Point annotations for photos
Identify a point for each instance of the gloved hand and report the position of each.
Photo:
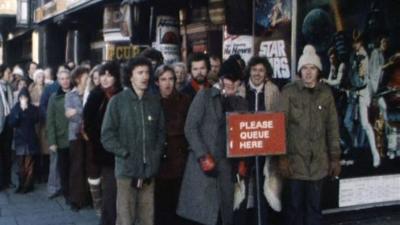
(334, 168)
(243, 169)
(207, 163)
(284, 167)
(342, 48)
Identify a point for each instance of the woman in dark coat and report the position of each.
(78, 188)
(168, 182)
(100, 162)
(23, 118)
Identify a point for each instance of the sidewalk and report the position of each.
(36, 209)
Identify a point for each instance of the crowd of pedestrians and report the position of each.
(144, 143)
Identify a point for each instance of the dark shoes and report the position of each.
(74, 207)
(27, 189)
(54, 195)
(18, 190)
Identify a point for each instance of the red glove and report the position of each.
(334, 168)
(207, 163)
(243, 168)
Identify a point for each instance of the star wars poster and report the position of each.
(273, 28)
(357, 41)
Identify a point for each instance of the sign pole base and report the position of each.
(258, 190)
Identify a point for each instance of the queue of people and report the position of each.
(145, 143)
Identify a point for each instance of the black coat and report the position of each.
(93, 114)
(25, 133)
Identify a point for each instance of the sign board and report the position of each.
(369, 190)
(8, 7)
(237, 44)
(256, 134)
(122, 51)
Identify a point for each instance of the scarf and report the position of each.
(258, 89)
(3, 98)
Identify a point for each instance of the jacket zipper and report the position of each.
(144, 134)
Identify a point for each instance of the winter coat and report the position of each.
(93, 114)
(312, 132)
(265, 100)
(74, 101)
(44, 99)
(175, 109)
(57, 123)
(133, 129)
(24, 121)
(35, 91)
(203, 197)
(6, 102)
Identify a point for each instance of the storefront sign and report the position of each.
(23, 15)
(170, 52)
(256, 134)
(237, 44)
(276, 52)
(8, 7)
(122, 51)
(167, 38)
(56, 7)
(368, 190)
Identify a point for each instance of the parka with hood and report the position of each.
(24, 121)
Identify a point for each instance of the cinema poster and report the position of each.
(273, 29)
(359, 44)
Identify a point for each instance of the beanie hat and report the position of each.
(37, 73)
(309, 56)
(18, 71)
(231, 70)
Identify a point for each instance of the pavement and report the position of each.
(35, 208)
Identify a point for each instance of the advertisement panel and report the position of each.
(273, 26)
(8, 7)
(357, 41)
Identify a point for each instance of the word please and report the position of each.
(254, 125)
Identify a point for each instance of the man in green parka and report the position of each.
(133, 129)
(313, 150)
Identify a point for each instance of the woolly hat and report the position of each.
(309, 56)
(18, 71)
(231, 70)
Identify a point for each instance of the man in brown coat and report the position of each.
(313, 149)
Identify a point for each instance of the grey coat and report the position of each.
(202, 197)
(74, 101)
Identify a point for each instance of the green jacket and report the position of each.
(57, 123)
(133, 129)
(312, 130)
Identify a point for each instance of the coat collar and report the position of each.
(131, 93)
(300, 85)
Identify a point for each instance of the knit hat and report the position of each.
(231, 70)
(309, 56)
(18, 71)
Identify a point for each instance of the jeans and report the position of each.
(53, 183)
(302, 202)
(134, 206)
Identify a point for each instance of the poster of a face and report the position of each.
(357, 41)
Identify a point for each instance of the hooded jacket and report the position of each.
(25, 137)
(57, 123)
(133, 129)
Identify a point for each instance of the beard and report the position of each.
(200, 79)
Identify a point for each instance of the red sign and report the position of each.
(256, 134)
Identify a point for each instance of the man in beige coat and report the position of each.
(312, 134)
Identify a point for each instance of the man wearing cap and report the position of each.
(199, 66)
(207, 189)
(6, 131)
(312, 134)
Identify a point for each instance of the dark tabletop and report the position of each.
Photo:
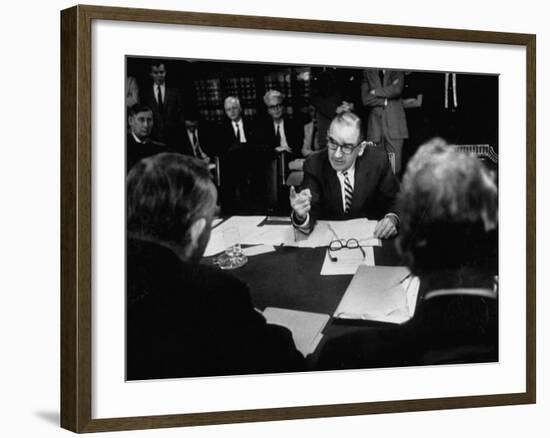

**Direction**: Report each line above that contains the word "green", copying every such line in full.

**Correct response**:
Identify a point for each instance of the man in green parka and report the position of each.
Identify a point for each instance of the green jacket and report the position of each.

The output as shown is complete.